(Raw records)
#####

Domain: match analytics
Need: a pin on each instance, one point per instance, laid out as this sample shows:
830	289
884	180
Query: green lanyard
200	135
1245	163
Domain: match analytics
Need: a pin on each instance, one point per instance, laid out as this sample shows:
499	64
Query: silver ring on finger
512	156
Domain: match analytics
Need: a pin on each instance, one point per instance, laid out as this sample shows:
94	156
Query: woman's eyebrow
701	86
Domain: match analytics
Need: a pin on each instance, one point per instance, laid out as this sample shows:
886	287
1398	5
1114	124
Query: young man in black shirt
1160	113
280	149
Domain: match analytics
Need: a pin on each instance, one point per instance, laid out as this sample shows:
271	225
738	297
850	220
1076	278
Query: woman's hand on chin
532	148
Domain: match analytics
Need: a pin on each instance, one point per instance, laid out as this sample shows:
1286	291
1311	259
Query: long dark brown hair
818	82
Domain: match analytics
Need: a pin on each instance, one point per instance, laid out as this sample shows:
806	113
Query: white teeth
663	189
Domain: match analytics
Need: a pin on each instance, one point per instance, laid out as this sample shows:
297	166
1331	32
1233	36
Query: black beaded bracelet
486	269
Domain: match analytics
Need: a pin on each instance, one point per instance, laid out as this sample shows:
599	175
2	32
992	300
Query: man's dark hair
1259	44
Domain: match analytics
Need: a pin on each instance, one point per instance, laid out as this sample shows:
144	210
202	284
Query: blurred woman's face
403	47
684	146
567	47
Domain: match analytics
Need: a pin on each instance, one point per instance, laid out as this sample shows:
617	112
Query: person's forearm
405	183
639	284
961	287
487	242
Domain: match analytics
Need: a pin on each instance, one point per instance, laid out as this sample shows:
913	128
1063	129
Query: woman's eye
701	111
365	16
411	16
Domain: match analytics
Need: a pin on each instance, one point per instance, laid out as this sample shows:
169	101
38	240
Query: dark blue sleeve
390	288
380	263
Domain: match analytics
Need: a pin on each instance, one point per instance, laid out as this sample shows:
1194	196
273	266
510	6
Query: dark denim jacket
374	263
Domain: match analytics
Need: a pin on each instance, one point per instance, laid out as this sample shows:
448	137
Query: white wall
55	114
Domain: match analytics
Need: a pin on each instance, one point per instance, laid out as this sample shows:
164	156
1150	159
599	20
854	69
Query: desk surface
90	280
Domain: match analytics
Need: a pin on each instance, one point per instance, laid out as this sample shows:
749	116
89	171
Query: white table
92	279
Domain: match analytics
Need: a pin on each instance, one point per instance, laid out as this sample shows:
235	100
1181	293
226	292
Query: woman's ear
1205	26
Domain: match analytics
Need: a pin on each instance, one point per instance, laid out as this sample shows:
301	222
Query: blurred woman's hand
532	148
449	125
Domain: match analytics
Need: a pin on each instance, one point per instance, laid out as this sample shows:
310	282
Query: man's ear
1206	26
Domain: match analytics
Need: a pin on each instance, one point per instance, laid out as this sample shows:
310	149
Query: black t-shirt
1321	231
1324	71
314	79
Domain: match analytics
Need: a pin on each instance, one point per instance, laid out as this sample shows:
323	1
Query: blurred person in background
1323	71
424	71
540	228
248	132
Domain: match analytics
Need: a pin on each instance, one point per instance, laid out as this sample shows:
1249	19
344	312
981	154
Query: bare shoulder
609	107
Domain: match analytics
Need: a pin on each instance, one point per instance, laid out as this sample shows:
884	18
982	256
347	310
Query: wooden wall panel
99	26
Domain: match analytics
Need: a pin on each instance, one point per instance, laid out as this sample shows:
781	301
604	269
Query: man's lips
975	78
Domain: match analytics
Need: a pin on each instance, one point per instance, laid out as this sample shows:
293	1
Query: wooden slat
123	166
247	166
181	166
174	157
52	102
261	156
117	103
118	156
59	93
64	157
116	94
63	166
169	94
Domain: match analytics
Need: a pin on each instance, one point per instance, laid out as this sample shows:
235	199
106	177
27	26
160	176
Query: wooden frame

#####

**JOB:** The records above should all be quoted exactly, please.

**ANSWER TO THIS PROBLEM:**
Domain: match analytics
Need: a pin on each instance, one point per instance, laid out as this sample shows:
830	289
884	180
Query: green lanyard
200	135
1245	163
Domain: match analytics
Need: a pin on each instance, one point per instance, laid out as this sample shows:
499	64
Query: silver ring on finger
512	156
Domain: match analytics
Need: a pin on each instance, one point per instance, laid out as this sample shows:
94	156
Query: woman's eyebrow
701	86
Domain: match analytics
Need: a pin on each instance, one point per instance, laid out as this sample shows:
886	287
1398	5
1114	124
Query: young man in black shirt
1160	113
280	149
Domain: match analytics
Need: a pin on each instance, one point per instance, laid out as this sample shows:
271	225
738	297
850	220
1076	278
Query: woman's hand on chin
532	148
Domain: match analytics
Need: a pin on each instance, one point per instance, laid out as this sample shows:
1286	291
1311	259
Query: long dark brown hair
818	82
Domain: match analytics
Need: a pin on each instance, one point per instance, laid out as this sample shows:
806	113
Query: white teeth
663	189
Domain: match analytics
Need: a pin on each instance, one point per instance, laid out as this sample shows:
297	166
1331	32
1233	36
Query: black beaded bracelet
486	269
Domain: match analytics
Need: a pin on each instance, one point per instance, laid out as this sample shows:
599	175
2	32
992	300
Query: man's dark hair
1259	44
Domain: match analytics
Need: a pin on each instance, one point per instance, laid out as this sample shows:
144	210
202	284
Query: blurred woman's face
403	47
684	146
567	47
Domain: match analytics
Need: a pin on each instance, one point per instance, laid out as this sample shows:
617	112
Query: person's forearm
405	183
639	284
961	287
487	242
Domain: match analytics
Need: a pin on each instance, one point per instance, laid out as this sample shows:
913	128
1063	129
Query: woman's eye
701	111
365	16
411	16
Domain: match analytics
Need: a pin on each instance, one point per instance, laid out as this sample shows:
169	101
38	240
Query: dark blue sleeve
390	288
380	263
Domain: match analytics
Need: a pin on each instance, one point per instance, laid out as this sample shows:
1194	196
273	266
510	6
Query: dark denim jacket
374	263
Domain: match analytics
Need: a pin on each instance, one point per instance, laid out as this sample shows:
448	137
Query: white wall
55	114
Domain: match analytics
Need: a pin on each instance, one point per instance, laid out as this sample shows:
164	156
1150	159
599	20
854	69
Query: desk surface
90	280
Domain: match analytics
Need: a pin on each instance, one point per instance, laid out as this sample shows:
749	116
89	171
Query: white table
92	279
Domain: match analytics
Need: a pin on each instance, one point per instance, laid out as this sample shows:
235	100
1181	293
226	292
Query: woman's ear
1205	26
Domain: match analytics
Need: a pin on each instance, one point per instance, laid out as this sample shows:
301	222
Query: blurred woman's hand
532	148
449	125
Domain: match analytics
Need: a pin on each instance, one point per instance, laid out as this sample shows:
310	282
Query: man's ear
1206	26
Domain: match analytics
Need: a pin on each instance, one point per instance, laid out as this sample shows:
310	149
Query: black t-shirt
1321	231
1324	71
314	79
Domain: match analytics
Need: a pin on each instance, one point per instance, laid out as this sample shows:
323	1
Query: blurred person in background
1323	71
424	71
540	228
248	132
Domain: match analytics
Need: a pin on each instance, one point per instance, laid out as this sample shows:
1249	19
344	312
981	154
Query: bare shoulder
609	107
Domain: match analytics
Need: a pin on each instance, one point per instance, laid out as this sample shows:
884	18
982	256
347	310
Query: wooden wall panel
99	26
Domain: match analytics
Need: a pin on each instance, one point per instance, laid out as this sample shows:
781	301
604	269
Query: man's lips
975	78
Domain: match analytics
Need: a pin on each instance, one point per instance, laid out as this sample shows:
293	1
Query: wooden slat
123	166
247	166
181	166
174	157
52	102
261	156
117	103
118	156
59	93
64	157
116	94
63	166
169	94
Domain: match analytics
Need: a pin on each instance, one point per instance, laid out as this sample shows:
235	199
106	177
27	26
160	176
Query: wooden frame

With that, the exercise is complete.